**What to do**
Continue the piece titled "Browns' Showtime: Hype & Reality" from its last sentence onward, not the items that follow it.

**Provided passage**
════════
Tuesday, September 10, 2019

Browns' Showtime: Hype & Reality

While I like sports in general, since the time I was a little kid I loved baseball and the Cleveland Indians. I loved the Indians so much, I got too close and too wrapped up in what is supposed to be entertainment and fun. Our teams become a part of us, but as long as you can see a line between your life and your favorite sports teams, you'll likely keep some healthy perspective; after all, sports teams aren't doing research on deadly or crippling diseases, they play goddamn games. For quite a number of years I took it all far too seriously, and I was too sensitive to criticism of the Indians especially. For many years there was a Cleveland sportswriter named Bob Dolgan who regularly wrote many an article critical of Cleveland sports teams. He was tough and often I would bristle at the things he wrote. He challenged my hopes and dreams for these teams, no matter how unrealistic, and I didn't like it. Time and the explosion of BIG money in professional sports brought me to view sports with a far better perspective. I also saw that getting my feathers ruffled about criticism of my teams or favorite players was not something that should anger or devastate me. Criticism is given by people who care and want to see improvements in things. When sportswriters, commentators and fans stop criticizing a team, that team is in deep trouble, because apathy is the real enemy of any entity. I came to VERY MUCH appreciate Bob Dolgan and his sometimes scathing articles. In more recent times I feel the sports media has climbed into bed with the sports teams they are covering, and far too often they seem to be employed by the public relations departments of the teams, lacking only pom poms to complete the role of cheerleaders, although I've often wondered if we could open their bedroom closets that the pom poms would fall out. Fans have a responsibility in all of this too, because I have a sneaking suspicion that if someone wrote a "Dolganesque" article in these times, there would be a big part of the public that would tear them apart, perhaps even literally, and then retreat to their own little corner of the Internet to join with like minded people to reinforce their own beliefs. Most media companies would likely not dare hire or keep such a person nowadays.
════════
**Supplied data**
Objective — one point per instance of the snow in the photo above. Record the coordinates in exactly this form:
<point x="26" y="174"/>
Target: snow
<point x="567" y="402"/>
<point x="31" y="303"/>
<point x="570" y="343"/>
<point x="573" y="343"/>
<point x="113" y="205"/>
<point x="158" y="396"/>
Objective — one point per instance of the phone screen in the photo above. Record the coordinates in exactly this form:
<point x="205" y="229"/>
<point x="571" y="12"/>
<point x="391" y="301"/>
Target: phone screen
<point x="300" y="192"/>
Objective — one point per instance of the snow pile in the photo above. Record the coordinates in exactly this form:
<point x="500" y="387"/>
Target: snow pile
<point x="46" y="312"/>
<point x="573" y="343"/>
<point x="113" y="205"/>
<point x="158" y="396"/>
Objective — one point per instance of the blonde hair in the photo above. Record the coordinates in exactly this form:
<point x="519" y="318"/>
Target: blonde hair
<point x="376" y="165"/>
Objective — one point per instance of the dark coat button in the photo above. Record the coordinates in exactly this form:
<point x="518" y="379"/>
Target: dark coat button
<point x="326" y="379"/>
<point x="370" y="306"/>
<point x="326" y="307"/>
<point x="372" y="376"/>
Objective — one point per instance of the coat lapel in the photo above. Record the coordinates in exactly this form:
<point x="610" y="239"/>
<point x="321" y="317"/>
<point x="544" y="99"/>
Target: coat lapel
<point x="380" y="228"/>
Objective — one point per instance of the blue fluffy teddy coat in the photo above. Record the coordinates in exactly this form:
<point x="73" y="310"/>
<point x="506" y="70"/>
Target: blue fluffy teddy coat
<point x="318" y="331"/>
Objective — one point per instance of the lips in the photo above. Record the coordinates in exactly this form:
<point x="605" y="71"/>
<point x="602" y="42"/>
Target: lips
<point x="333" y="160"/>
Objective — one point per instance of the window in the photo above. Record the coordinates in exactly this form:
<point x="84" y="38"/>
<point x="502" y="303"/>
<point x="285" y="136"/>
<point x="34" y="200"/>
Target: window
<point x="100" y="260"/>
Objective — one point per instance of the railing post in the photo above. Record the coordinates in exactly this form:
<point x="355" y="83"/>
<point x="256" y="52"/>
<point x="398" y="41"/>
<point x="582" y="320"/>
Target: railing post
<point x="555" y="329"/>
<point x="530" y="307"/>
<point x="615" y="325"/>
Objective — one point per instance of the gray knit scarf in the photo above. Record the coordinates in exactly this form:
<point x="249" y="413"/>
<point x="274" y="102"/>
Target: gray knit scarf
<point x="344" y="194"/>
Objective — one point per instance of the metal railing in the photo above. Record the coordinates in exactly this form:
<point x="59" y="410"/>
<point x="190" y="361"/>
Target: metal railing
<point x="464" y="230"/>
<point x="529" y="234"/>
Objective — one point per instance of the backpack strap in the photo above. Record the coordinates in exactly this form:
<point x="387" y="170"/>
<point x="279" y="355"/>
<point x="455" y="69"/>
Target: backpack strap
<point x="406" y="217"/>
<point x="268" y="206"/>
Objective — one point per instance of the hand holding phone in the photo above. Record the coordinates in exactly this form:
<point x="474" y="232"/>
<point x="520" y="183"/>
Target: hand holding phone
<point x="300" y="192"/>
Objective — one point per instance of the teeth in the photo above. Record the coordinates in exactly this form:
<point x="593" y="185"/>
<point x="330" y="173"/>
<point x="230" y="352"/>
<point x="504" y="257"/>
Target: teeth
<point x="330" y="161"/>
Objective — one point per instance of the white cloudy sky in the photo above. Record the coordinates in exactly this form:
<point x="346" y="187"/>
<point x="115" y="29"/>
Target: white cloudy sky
════════
**Answer space**
For a couple of decades now, I've rarely watched or listened to complete games in any sport, because all I do is complain, so I check the score and perhaps watch for a short time. I've also learned to pick on and make fun of Cleveland teams myself. It's something they generally deserve, and if you live and die with a team or teams, where ever you live in the world, you'll find that poking fun at YOUR team will not end civilization, and that it all helps you to feel a little better about any particular loss, as it helps to kill the pain. I'm not saying you won't still be mad about things somewhat, but if joking can limit that anger, it's a good thing. Anyway...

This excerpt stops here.